Task A ▸
Write out the passage below on the two translations of Hear the Wind Sing in full, with every word and mark unchanged.
******************************
I’m still reading through the new translation of Pinball, 1973, and I don’t actually have paperback copies of either novel (which generally have the original text), so I can’t confirm whether Murakami’s claim is true or not, but I have finished comparing the two translations of Hear the Wind Sing. While there don’t seem to be any line by line changes, there is at least one somewhat major adjustment.

The new translation ends with Chapter 40, which feels much like a postscript because Murakami spends the short chapter discussing the fictional writer Derek Hartfield (or “Heartfield” in the Birnbaum edition). Birnbaum’s translation, however, has an additional postscript which is labeled as such and is not numbered. Here is what may be the original ending:

Heartfield, Again
(In lieu of a postscript)

If I hadn’t encounter the writer Derek Heartfield, I probably wouldn’t be writing novels. While it’s not for me to say, I surely would have taken up a completely different path from my present one.
******************************
Task B ▸
List each line in the rows below that contains the word "Would". Match its capitalization exactly.

Rows from a data source ▸
******************************
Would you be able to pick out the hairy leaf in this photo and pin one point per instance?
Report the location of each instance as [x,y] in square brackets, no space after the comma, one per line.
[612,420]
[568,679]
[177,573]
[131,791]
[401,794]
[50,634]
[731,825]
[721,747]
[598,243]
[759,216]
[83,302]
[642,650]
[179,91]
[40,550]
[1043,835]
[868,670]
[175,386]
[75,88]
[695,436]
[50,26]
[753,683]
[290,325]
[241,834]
******************************
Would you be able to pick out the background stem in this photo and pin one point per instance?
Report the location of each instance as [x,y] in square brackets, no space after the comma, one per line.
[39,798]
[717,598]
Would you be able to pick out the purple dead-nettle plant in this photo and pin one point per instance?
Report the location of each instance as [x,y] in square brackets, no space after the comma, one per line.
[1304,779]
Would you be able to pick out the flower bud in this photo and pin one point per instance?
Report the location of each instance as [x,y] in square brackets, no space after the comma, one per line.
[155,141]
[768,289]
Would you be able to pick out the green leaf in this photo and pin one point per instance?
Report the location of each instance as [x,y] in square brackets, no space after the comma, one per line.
******************************
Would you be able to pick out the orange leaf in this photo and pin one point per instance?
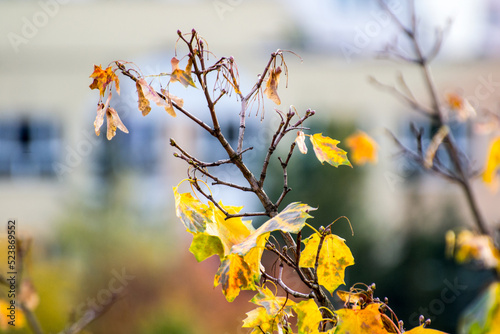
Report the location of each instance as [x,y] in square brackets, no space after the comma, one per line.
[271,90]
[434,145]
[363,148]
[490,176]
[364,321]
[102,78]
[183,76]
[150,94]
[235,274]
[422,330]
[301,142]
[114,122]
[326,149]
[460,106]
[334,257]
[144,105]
******************************
Expected answer A ▸
I’m still reading through the new translation of Pinball, 1973, and I don’t actually have paperback copies of either novel (which generally have the original text), so I can’t confirm whether Murakami’s claim is true or not, but I have finished comparing the two translations of Hear the Wind Sing. While there don’t seem to be any line by line changes, there is at least one somewhat major adjustment.

The new translation ends with Chapter 40, which feels much like a postscript because Murakami spends the short chapter discussing the fictional writer Derek Hartfield (or “Heartfield” in the Birnbaum edition). Birnbaum’s translation, however, has an additional postscript which is labeled as such and is not numbered. Here is what may be the original ending:

Heartfield, Again
(In lieu of a postscript)

If I hadn’t encounter the writer Derek Heartfield, I probably wouldn’t be writing novels. While it’s not for me to say, I surely would have taken up a completely different path from my present one.

Expected answer B ▸
Would you be able to pick out the hairy leaf in this photo and pin one point per instance?
Would you be able to pick out the background stem in this photo and pin one point per instance?
Would you be able to pick out the purple dead-nettle plant in this photo and pin one point per instance?
Would you be able to pick out the flower bud in this photo and pin one point per instance?
Would you be able to pick out the green leaf in this photo and pin one point per instance?
Would you be able to pick out the orange leaf in this photo and pin one point per instance?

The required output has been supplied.